● **Exercise goal**: Could you copy every line of the records below verbatim, leaving out the pictures?

● **Task data**:
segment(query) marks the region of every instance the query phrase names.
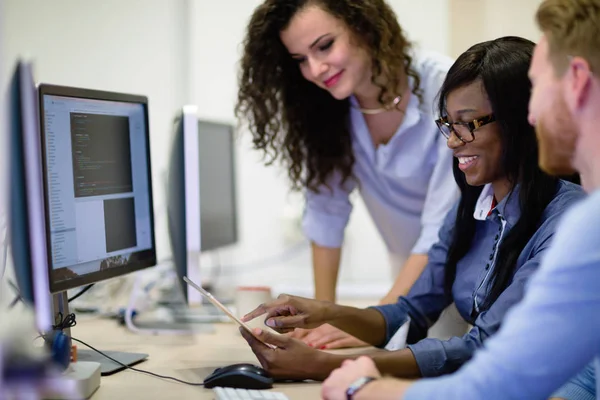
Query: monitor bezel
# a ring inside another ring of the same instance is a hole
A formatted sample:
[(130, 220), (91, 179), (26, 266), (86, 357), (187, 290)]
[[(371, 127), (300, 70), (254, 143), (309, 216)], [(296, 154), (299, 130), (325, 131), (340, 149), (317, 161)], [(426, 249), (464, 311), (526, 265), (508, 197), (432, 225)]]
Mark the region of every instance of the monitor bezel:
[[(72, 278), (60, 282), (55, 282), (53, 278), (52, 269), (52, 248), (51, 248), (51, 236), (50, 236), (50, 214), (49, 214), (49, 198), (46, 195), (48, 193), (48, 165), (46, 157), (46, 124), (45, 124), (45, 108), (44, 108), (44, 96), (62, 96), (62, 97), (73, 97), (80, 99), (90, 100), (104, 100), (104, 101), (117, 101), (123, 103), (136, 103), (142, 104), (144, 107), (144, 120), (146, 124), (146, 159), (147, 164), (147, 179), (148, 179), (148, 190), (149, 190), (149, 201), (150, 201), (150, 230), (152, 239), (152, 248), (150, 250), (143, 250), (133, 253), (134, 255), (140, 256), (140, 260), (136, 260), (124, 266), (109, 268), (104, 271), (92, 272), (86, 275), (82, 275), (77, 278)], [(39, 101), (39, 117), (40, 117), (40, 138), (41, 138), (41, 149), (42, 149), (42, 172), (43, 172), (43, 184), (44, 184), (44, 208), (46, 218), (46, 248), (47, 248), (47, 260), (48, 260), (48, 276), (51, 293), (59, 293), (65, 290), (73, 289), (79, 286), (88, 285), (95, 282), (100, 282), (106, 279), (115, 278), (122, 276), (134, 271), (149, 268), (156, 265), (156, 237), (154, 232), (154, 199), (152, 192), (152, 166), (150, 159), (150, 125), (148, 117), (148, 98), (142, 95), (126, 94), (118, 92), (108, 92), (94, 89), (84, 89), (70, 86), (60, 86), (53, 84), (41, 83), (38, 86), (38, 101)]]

● **Final result**:
segment(query) marks the region of every instance the query phrase names.
Query: monitor bezel
# a ring inside another ring of the same instance is a hole
A formatted sample:
[(130, 220), (91, 179), (26, 266), (86, 357), (187, 290)]
[[(371, 127), (300, 70), (254, 143), (309, 216)], [(296, 154), (299, 130), (325, 131), (340, 149), (317, 161)], [(426, 249), (464, 311), (526, 265), (508, 197), (432, 225)]]
Mark the region of every instance of the monitor bezel:
[[(72, 278), (60, 282), (55, 282), (53, 278), (52, 269), (52, 248), (51, 248), (51, 236), (50, 236), (50, 214), (49, 214), (49, 198), (46, 195), (48, 193), (48, 165), (46, 157), (46, 124), (45, 124), (45, 108), (44, 108), (44, 96), (62, 96), (62, 97), (73, 97), (80, 99), (90, 100), (104, 100), (104, 101), (117, 101), (123, 103), (136, 103), (142, 104), (144, 107), (144, 120), (146, 124), (146, 159), (147, 164), (147, 179), (148, 179), (148, 190), (149, 190), (149, 201), (150, 201), (150, 230), (152, 239), (152, 248), (150, 250), (143, 250), (133, 253), (134, 255), (140, 256), (140, 260), (136, 260), (124, 266), (109, 268), (104, 271), (92, 272), (86, 275), (82, 275), (77, 278)], [(39, 101), (39, 117), (40, 117), (40, 138), (41, 138), (41, 149), (42, 149), (42, 172), (43, 172), (43, 184), (44, 184), (44, 208), (46, 218), (46, 248), (47, 248), (47, 260), (48, 260), (48, 276), (51, 293), (59, 293), (65, 290), (73, 289), (79, 286), (88, 285), (95, 282), (100, 282), (106, 279), (115, 278), (122, 276), (134, 271), (149, 268), (156, 265), (156, 237), (154, 232), (154, 199), (152, 192), (152, 166), (150, 159), (150, 125), (148, 117), (148, 98), (142, 95), (126, 94), (118, 92), (108, 92), (94, 89), (84, 89), (70, 86), (60, 86), (53, 84), (41, 83), (38, 86), (38, 101)]]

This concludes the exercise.